Copy out the lines below that start with the line containing "the wine storage" and end with the line containing "pixel 104 32", both of those lines included, without changing any character.

>>>

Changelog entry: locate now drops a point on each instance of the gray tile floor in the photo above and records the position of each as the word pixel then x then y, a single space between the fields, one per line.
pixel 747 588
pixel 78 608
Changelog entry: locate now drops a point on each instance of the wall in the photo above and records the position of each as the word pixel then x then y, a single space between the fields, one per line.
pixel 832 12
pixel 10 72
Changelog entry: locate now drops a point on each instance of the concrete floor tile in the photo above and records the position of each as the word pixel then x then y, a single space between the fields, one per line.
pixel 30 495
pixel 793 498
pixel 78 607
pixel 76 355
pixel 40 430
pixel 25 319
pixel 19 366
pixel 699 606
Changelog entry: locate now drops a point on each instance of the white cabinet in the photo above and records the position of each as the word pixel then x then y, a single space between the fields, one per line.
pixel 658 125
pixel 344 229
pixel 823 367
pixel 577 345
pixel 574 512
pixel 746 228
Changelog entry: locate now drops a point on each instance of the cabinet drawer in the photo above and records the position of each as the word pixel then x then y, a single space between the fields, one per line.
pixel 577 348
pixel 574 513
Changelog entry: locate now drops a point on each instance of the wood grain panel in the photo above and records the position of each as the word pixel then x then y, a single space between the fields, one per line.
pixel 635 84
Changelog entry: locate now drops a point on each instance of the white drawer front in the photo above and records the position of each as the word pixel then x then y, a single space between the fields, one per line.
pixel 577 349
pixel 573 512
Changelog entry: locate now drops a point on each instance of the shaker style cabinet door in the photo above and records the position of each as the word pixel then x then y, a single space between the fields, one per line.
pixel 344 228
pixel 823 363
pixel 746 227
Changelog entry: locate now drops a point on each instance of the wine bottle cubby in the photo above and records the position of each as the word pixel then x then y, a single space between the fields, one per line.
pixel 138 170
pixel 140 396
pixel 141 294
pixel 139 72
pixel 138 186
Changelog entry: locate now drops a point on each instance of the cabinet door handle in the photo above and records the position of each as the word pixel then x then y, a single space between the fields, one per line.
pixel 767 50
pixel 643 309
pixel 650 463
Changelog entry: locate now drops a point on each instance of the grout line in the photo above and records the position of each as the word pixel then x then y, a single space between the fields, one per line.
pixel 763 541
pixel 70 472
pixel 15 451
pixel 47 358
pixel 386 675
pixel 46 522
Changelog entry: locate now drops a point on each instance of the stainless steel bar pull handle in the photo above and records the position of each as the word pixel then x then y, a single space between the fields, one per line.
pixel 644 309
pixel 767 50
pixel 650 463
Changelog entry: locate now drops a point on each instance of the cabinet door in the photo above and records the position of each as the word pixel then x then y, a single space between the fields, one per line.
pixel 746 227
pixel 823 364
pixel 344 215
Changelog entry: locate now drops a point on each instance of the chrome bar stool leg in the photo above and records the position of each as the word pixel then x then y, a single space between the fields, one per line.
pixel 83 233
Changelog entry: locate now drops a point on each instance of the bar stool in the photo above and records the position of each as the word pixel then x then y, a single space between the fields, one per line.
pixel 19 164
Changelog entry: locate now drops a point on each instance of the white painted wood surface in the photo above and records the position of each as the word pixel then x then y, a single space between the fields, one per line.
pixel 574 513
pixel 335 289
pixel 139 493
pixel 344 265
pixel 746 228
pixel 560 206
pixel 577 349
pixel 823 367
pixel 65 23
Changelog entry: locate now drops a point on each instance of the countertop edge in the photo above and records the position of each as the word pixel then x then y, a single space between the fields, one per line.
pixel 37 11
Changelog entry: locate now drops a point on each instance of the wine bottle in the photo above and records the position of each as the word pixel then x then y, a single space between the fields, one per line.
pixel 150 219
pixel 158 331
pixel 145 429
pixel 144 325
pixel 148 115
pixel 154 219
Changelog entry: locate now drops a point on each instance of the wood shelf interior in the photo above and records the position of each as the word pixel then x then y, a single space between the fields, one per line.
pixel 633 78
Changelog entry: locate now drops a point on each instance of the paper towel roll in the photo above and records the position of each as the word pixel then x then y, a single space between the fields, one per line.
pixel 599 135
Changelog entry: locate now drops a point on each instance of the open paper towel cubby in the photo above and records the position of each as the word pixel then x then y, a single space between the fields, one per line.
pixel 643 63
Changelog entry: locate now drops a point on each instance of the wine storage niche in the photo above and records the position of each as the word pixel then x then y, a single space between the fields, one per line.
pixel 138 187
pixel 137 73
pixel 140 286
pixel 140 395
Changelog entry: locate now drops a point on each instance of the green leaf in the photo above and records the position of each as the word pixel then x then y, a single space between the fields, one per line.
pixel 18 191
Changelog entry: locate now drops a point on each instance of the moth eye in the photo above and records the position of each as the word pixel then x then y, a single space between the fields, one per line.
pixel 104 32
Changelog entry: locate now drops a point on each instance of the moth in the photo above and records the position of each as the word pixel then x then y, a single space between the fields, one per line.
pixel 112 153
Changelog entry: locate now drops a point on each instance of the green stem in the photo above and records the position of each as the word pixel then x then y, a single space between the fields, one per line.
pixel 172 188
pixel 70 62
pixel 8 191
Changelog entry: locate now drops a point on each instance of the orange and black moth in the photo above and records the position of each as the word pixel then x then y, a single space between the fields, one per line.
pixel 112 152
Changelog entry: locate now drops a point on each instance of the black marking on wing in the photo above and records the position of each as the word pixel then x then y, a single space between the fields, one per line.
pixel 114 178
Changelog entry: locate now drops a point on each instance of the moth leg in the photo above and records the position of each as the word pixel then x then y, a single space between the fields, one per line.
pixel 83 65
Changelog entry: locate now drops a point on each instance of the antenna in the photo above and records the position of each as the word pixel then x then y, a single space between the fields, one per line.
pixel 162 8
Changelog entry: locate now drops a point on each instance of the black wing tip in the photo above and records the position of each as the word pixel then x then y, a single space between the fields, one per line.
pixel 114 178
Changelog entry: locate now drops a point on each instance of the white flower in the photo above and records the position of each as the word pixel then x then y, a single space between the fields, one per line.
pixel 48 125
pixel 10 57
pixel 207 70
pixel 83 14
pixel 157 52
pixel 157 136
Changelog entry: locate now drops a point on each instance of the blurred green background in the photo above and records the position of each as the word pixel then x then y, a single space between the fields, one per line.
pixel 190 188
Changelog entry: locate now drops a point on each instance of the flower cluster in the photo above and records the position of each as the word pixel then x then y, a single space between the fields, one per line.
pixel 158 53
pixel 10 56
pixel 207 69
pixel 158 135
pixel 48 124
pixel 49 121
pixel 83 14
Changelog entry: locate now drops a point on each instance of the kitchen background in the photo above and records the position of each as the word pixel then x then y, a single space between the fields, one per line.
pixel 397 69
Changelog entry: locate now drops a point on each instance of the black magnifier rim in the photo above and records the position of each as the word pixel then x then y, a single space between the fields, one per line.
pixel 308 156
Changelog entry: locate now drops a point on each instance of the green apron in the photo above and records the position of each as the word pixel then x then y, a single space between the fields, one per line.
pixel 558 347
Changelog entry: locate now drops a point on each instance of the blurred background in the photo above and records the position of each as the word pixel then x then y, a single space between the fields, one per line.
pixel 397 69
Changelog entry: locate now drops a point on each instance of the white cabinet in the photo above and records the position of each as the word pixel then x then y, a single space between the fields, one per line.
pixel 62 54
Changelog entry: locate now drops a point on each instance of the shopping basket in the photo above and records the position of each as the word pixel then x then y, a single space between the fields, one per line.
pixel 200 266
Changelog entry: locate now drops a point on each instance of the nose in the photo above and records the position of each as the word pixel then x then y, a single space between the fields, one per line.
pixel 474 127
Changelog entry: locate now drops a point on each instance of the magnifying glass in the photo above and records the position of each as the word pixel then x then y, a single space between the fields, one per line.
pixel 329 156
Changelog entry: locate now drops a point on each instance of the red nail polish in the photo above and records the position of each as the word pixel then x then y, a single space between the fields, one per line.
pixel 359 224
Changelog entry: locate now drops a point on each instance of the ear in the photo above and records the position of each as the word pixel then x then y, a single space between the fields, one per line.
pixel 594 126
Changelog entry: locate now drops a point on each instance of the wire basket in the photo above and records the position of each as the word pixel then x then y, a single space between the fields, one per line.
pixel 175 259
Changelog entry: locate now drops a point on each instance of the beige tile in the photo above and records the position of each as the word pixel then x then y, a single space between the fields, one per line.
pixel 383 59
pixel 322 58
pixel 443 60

<<<

▶ _Solution below_
Changelog entry: locate now drops a point on each instance of the wine storage niche in the photo above and records the position of each as the word pixel then x then y, a single space between the fields, one per line.
pixel 138 187
pixel 137 73
pixel 140 286
pixel 140 395
Changelog entry: locate now drops a point on each instance of the green leaf in the photo above and records the position of each as the word pixel then x then y, a single space between the fields, one per line.
pixel 18 191
Changelog entry: locate now drops a point on each instance of the moth eye in the photo above and records the position of each as the word pixel then x then y, a single space between the fields, one per line.
pixel 104 32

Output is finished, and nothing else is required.